WHAT YOU ARE ASKED TO DO:
Please arrange every line of the listing below as a numbered list, leaving out the blank lines.

PROVIDED ENTRIES:

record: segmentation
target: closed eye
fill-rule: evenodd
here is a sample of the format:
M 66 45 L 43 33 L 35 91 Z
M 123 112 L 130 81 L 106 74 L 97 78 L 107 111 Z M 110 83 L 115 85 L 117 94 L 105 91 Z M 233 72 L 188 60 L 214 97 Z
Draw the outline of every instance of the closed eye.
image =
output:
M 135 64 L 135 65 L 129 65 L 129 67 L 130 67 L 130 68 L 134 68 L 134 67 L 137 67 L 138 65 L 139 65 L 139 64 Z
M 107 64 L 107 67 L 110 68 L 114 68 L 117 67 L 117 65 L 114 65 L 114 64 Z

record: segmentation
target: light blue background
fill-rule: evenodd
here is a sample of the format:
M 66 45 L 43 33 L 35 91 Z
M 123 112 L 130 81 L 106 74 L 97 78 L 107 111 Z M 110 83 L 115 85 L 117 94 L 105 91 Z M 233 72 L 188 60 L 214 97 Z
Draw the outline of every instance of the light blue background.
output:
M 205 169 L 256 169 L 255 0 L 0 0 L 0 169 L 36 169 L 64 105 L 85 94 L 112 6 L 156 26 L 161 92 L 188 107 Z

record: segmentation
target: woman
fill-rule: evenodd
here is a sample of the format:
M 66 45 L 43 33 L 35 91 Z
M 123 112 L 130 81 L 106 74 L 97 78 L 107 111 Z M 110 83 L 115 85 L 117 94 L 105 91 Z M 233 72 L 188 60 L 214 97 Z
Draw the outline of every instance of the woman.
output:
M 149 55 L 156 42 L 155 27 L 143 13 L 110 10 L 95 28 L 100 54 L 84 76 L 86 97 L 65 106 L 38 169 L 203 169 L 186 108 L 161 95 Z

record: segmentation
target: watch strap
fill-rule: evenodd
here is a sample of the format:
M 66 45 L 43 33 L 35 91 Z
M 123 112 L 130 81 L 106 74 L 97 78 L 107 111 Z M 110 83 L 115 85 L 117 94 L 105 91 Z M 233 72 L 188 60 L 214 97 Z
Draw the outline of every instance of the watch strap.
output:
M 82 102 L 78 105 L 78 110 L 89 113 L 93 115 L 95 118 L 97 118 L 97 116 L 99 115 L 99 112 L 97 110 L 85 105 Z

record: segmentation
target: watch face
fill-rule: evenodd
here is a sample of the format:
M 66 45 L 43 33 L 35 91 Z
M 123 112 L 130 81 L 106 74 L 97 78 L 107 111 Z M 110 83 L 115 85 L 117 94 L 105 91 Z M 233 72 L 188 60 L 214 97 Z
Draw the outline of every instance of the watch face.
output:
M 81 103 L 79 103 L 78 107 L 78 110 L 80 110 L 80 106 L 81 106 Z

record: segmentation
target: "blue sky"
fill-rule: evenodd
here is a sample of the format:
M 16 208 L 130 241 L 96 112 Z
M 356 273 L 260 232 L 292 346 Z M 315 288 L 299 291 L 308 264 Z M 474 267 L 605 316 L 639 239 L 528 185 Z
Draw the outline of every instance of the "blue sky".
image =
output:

RESPONSE:
1. record: segmentation
2. target: closed eye
3. fill-rule: evenodd
4. here is a sample of the format:
5. M 66 45 L 43 33 L 35 91 Z
6. M 123 112 L 130 81 L 106 74 L 97 78 L 107 111 Z M 110 83 L 115 85 L 117 94 L 105 91 Z M 233 72 L 188 60 L 214 97 Z
7. Draw the outline of every instance of the closed eye.
8. image =
9. output:
10. M 135 64 L 135 65 L 129 65 L 129 67 L 130 67 L 130 68 L 134 68 L 134 67 L 137 67 L 138 65 L 139 65 L 139 64 Z
11. M 107 64 L 107 67 L 110 68 L 114 68 L 117 67 L 117 65 L 114 65 L 114 64 Z
12. record: segmentation
13. target: light blue background
14. fill-rule: evenodd
15. here is a sample of the format:
16. M 66 45 L 43 33 L 35 91 Z
17. M 123 112 L 130 81 L 106 74 L 97 78 L 107 111 Z M 110 83 L 115 85 L 117 94 L 105 91 Z M 233 72 L 188 60 L 214 97 Z
18. Draw the outline of every instance of the light blue background.
19. output:
20. M 205 169 L 256 169 L 255 0 L 0 0 L 0 169 L 36 169 L 64 105 L 85 94 L 112 6 L 156 26 L 161 92 L 188 107 Z
21. record: segmentation
22. target: woman
23. fill-rule: evenodd
24. here is a sample of the format:
25. M 66 45 L 43 33 L 35 91 Z
26. M 123 112 L 130 81 L 106 74 L 97 78 L 107 111 Z M 110 83 L 115 85 L 117 94 L 105 91 Z M 233 72 L 188 60 L 214 97 Z
27. Draw the outline of every instance of the woman.
28. output:
29. M 149 55 L 156 42 L 155 27 L 143 13 L 110 10 L 95 28 L 100 54 L 84 76 L 86 97 L 65 106 L 38 169 L 203 169 L 186 108 L 161 95 Z
30. record: segmentation
31. target: watch strap
32. fill-rule: evenodd
33. here is a sample of the format:
34. M 66 45 L 43 33 L 35 91 Z
35. M 123 112 L 130 81 L 106 74 L 97 78 L 107 111 Z M 110 83 L 115 85 L 117 94 L 105 91 Z M 233 72 L 188 60 L 214 97 Z
36. Draw the outline of every instance of the watch strap.
37. output:
38. M 82 102 L 78 105 L 78 110 L 89 113 L 93 115 L 95 118 L 97 118 L 97 116 L 99 115 L 99 112 L 97 110 L 85 105 Z
39. record: segmentation
40. target: watch face
41. fill-rule: evenodd
42. here is a sample of the format:
43. M 66 45 L 43 33 L 35 91 Z
44. M 123 112 L 130 81 L 106 74 L 97 78 L 107 111 Z M 110 83 L 115 85 L 117 94 L 105 91 Z M 233 72 L 188 60 L 214 97 Z
45. Draw the outline of every instance of the watch face.
46. output:
47. M 81 103 L 79 103 L 78 107 L 78 110 L 80 110 L 80 106 L 81 106 Z
48. record: segmentation
49. target: "blue sky"
50. fill-rule: evenodd
51. here is a sample of the format:
52. M 16 208 L 130 241 L 96 112 Z
53. M 356 273 L 260 232 L 292 346 Z M 315 288 L 299 291 L 308 264 Z M 474 267 L 605 316 L 639 239 L 528 185 Z
54. Draw the outline of every instance of the "blue sky".
55. image =
56. output:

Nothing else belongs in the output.